▸ **Passage shown**:
· · · · ·

- Born: Ng Kwok-kwan Hong Kong
- Education: Chinese University of Hong Kong (BA); Hong Kong University of Science and Technology (MPhil); Harvard University (PhD);
- Occupation: Film scholar
- Years active: 2004–present

= Kenny Ng =

Hong Kong film scholar

Kenny Ng Kwok-kwan (吳國坤) is a Hong Kong film scholar specializing in film censorship. He is currently an associate professor at the Hong Kong Baptist University.

== Early life and education ==
Ng obtained a Bachelor of Arts in English literature from the Chinese University of Hong Kong in 1991 and a Master of Philosophy in humanities from the Hong Kong University of Science and Technology in 1996. During his studies in Hong Kong, he was mentored by literary scholar William Tay. He then pursued doctoral studies in the United States, enrolling in the University of Washington from 1997 to 1999, but did not complete his degree. He then studied modern Chinese literature at Harvard University, earning a Doctor of Philosophy in East Asian studies in 2004. His dissertation focused on Chinese novelist Li Jieren, whose works were marginalized in the 1930s but gained recognition from the Chinese Communist Party in the 1950s.

== Career ==
Ng served as an assistant professor at the Hong Kong University of Science and Technology from 2004 to 2014. After completing his PhD, he dedicated several years to expanding his dissertation into a book, collecting additional material on Li Jieren's life through field research in his hometown. The reworked book was published in 2015 as The Lost Geopoetic Horizon of Li Jieren: The Crisis of Writing Chengdu in Revolutionary China. Sinologist Sebastien Veg praised the book as "the most engaging kind of doctoral research" and "persuasively argues that the main reason why Li has been ignored by the mainstream"; while historian Yuehtsen Juliette Chung noted that the book "makes a significant contribution" to the study of politics and culture in the People's Republic of China. Ng briefly taught at the Open University of Hong Kong and the City University of Hong Kong before joining the Academy of Film at Hong Kong Baptist University as an associate professor in 2017. His research primarily focuses on film censorship, including censorship during the British colonial period and after the Handover. In 2018, he co-edited Indiescape Hong Kong: Critical Interviews and Essays, a collection on Hong Kong cinema, with academics Enoch Tam and Vivian Lee.

· · · · ·

[Labeled area outlines]
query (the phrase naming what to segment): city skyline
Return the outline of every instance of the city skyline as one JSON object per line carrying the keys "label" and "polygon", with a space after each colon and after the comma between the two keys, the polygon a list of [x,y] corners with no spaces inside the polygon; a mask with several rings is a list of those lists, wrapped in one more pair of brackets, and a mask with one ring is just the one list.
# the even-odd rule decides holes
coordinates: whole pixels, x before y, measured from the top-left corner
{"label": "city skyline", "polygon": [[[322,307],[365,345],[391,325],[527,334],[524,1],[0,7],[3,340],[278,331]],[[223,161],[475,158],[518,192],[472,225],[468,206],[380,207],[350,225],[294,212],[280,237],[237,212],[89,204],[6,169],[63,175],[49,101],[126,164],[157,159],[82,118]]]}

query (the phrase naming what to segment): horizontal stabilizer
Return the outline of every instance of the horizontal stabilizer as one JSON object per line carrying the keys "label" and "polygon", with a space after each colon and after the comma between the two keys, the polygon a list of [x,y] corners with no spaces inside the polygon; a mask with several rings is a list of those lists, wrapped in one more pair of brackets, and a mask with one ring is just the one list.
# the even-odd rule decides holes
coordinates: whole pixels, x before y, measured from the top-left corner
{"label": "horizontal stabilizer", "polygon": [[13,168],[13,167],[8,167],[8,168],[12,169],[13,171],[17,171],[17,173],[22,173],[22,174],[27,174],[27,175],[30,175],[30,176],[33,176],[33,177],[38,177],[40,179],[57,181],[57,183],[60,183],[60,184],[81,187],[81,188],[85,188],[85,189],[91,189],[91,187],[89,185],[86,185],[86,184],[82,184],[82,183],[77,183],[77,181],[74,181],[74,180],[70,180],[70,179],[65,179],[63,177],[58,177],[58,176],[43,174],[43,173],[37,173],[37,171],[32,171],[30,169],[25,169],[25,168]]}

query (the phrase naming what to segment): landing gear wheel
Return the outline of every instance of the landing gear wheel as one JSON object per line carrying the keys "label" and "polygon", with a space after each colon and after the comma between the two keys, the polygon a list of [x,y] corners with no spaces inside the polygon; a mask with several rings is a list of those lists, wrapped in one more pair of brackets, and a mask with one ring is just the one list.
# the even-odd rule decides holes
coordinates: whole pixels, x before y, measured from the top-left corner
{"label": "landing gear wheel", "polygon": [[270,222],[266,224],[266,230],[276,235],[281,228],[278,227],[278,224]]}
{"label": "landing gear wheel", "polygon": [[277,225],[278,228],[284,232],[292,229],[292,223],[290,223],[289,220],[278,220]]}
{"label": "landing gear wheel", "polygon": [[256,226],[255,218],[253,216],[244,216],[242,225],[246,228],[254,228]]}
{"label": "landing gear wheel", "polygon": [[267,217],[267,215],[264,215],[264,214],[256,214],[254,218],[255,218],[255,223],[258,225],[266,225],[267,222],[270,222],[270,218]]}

· · · · ·

▸ **Written tasks**:
(a) Quote the passage of the Kenny Ng biography starting with "- Born: Ng Kwok-kwan" and going on through "Kong Baptist University.".
(b) Count the lines of the listing that contain the word "between", and give only the number.
The Kenny Ng biography and the listing have no connection to each other.

▸ **The answers**:
(a)
- Born: Ng Kwok-kwan Hong Kong
- Education: Chinese University of Hong Kong (BA); Hong Kong University of Science and Technology (MPhil); Harvard University (PhD);
- Occupation: Film scholar
- Years active: 2004–present

= Kenny Ng =

Hong Kong film scholar

Kenny Ng Kwok-kwan (吳國坤) is a Hong Kong film scholar specializing in film censorship. He is currently an associate professor at the Hong Kong Baptist University.

(b) 3